▶ **Task**: Copy every line of the data that contains the string "window".

[Saved entries]
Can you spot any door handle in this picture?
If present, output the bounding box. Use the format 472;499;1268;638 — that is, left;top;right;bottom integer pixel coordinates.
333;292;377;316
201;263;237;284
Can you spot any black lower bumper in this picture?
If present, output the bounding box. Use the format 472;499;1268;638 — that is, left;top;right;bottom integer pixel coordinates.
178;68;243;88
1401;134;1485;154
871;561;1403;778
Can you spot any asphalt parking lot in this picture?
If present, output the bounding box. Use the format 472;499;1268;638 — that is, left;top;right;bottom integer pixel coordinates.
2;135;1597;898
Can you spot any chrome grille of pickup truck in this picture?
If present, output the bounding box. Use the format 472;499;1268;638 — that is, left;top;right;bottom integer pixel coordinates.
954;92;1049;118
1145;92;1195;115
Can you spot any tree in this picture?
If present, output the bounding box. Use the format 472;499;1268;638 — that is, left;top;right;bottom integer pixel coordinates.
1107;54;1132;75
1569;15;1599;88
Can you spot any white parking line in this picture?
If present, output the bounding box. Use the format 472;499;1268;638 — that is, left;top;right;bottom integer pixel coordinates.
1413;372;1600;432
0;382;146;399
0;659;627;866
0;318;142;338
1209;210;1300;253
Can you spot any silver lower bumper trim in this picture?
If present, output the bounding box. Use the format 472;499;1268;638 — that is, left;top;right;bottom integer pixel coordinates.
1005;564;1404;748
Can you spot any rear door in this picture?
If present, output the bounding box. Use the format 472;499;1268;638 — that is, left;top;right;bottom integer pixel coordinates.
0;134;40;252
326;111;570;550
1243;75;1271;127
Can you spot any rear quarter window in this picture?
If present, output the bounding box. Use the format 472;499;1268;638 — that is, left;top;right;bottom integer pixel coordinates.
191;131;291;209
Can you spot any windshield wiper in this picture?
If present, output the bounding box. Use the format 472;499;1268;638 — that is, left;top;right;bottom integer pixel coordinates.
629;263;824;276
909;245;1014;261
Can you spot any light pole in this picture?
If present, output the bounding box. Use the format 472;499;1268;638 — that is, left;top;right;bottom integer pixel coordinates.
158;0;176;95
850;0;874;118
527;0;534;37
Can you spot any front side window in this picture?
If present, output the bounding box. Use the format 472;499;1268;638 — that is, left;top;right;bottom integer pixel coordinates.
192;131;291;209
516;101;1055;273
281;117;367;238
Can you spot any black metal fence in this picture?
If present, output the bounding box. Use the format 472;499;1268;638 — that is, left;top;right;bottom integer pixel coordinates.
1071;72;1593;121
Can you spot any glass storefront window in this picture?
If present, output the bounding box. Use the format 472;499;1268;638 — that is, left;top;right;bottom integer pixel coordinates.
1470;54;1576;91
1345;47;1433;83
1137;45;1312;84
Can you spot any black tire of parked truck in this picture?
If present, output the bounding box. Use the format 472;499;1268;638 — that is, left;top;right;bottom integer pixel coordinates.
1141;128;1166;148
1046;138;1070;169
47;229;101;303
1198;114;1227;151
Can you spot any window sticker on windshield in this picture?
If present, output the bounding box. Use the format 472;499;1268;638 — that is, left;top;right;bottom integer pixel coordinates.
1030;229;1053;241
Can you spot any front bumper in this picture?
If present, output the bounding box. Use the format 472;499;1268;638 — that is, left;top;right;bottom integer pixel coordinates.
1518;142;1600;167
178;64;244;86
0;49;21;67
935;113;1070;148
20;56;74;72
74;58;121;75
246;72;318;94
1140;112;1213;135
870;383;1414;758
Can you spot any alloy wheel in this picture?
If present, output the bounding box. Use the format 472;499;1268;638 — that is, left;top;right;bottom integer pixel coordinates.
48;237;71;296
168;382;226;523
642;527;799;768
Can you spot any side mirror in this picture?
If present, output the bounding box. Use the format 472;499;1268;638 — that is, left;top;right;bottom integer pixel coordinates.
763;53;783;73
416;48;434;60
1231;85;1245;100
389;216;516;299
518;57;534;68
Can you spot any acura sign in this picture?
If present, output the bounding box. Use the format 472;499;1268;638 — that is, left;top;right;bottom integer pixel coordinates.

▶ **Exercise response**:
Can you spot any rear quarter window in this picture?
Can you spot any front side window in this picture?
Can you spot any glass storefront window in this picture?
Can you spot any window sticker on windshield in this picture?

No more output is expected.